Given request 1: Write out the lines of the listing between the line holding "Exercise. Pick out the thick" and the line holding "pixel 481 152", inclusive.

Once I got out I forgot about it and pushed it to the back of my head. I don't know what brought it up today for me but if you apply it to each and every person you love in your life it really teaches you abut your friends and family. You have the takers, people who just absorb your love assets and do nothing to restore the funds by returning that love. You have the indifferent people who do nothing but watch you put in the love tokens and say they care but you don't see them returning that love. Then you have the givers who just shower you with love but sometimes that's a fault too. Then you have those perfect people who evenly take and give back what they take, those are the people you keep around.
Well, basing my life on that, I tend to give a whole lot more then I should to everyone I love. Yeah, some people give it back and are the perfect people but most aren't and that hurts but what can I do to fix it? I teach myself to love with limits and not put that much effort into someone who doesn't put that much effort in me. It's in that where I will find peace with myself and everyone in my life.

Given request 2: From the passage on giving and taking love, copy the words between "Well, basing my" and "in my life.", inclusive.

Provided records:
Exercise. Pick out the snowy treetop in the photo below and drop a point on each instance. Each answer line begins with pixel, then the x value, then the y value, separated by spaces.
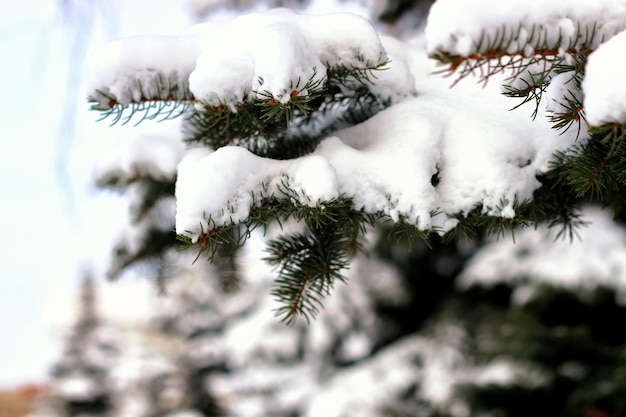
pixel 596 259
pixel 275 55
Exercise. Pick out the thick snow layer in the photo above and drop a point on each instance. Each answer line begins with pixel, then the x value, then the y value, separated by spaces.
pixel 603 86
pixel 224 63
pixel 597 259
pixel 219 188
pixel 461 27
pixel 151 154
pixel 140 68
pixel 481 152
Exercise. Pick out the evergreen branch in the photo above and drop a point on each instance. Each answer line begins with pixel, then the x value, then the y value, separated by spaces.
pixel 533 90
pixel 476 224
pixel 162 99
pixel 262 124
pixel 500 52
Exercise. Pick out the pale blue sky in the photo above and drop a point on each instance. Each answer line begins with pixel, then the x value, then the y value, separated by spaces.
pixel 51 219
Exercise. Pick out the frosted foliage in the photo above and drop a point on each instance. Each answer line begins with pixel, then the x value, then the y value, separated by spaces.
pixel 598 258
pixel 463 28
pixel 210 193
pixel 562 89
pixel 387 164
pixel 139 68
pixel 604 86
pixel 274 52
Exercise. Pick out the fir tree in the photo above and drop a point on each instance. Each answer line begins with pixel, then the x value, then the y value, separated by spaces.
pixel 80 380
pixel 347 142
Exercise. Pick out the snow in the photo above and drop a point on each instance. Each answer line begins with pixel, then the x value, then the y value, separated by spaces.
pixel 273 53
pixel 462 28
pixel 603 85
pixel 119 71
pixel 153 153
pixel 210 193
pixel 597 259
pixel 482 152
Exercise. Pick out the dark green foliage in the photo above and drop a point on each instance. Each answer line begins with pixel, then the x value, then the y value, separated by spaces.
pixel 285 131
pixel 569 338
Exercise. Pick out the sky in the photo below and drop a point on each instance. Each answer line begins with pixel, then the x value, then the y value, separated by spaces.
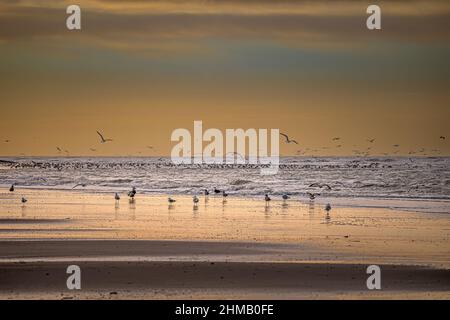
pixel 137 70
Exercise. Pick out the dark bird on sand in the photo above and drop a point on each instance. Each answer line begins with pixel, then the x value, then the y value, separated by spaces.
pixel 312 196
pixel 132 193
pixel 103 140
pixel 287 138
pixel 320 185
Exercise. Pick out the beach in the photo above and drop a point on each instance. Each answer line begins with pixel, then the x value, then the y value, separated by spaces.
pixel 239 248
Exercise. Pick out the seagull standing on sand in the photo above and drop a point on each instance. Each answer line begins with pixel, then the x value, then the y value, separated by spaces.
pixel 287 138
pixel 312 196
pixel 103 140
pixel 80 185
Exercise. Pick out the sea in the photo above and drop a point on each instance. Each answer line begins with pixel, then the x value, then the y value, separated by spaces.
pixel 410 183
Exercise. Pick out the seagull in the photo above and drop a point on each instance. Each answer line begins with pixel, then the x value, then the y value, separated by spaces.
pixel 320 185
pixel 172 200
pixel 195 199
pixel 312 196
pixel 80 185
pixel 103 140
pixel 132 193
pixel 287 138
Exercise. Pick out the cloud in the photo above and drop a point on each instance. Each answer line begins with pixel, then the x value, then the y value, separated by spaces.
pixel 141 25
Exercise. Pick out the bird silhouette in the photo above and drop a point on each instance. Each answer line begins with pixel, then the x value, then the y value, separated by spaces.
pixel 103 140
pixel 287 138
pixel 171 200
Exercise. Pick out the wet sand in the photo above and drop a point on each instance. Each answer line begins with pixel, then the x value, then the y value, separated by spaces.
pixel 237 249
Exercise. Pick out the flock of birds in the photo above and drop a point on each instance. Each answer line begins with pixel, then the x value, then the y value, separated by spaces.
pixel 195 199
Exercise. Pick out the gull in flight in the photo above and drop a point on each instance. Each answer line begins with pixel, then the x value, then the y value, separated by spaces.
pixel 287 138
pixel 103 140
pixel 80 185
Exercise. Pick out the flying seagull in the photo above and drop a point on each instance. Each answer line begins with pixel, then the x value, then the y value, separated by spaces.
pixel 80 185
pixel 103 140
pixel 287 138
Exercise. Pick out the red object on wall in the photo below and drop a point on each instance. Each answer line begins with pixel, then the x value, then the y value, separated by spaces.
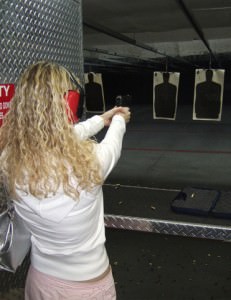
pixel 6 94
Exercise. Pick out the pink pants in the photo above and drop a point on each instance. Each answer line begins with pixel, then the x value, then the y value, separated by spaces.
pixel 40 286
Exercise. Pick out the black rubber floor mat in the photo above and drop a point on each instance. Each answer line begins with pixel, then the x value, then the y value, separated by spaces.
pixel 195 201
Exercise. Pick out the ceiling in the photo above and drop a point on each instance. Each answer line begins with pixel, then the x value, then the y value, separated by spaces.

Result 1:
Exercise. Pick out the thick snow layer in the photo above and drop a point on each instance. Each answer line begins with pixel, then the x value, then the y value, separated by spaces.
pixel 603 86
pixel 224 63
pixel 597 259
pixel 219 188
pixel 461 27
pixel 151 154
pixel 140 68
pixel 481 152

Result 2:
Well, basing my life on that, I tend to give a whole lot more then I should to everyone I love. Yeah, some people give it back and are the perfect people but most aren't and that hurts but what can I do to fix it? I teach myself to love with limits and not put that much effort into someone who doesn't put that much effort in me. It's in that where I will find peace with myself and everyone in my life.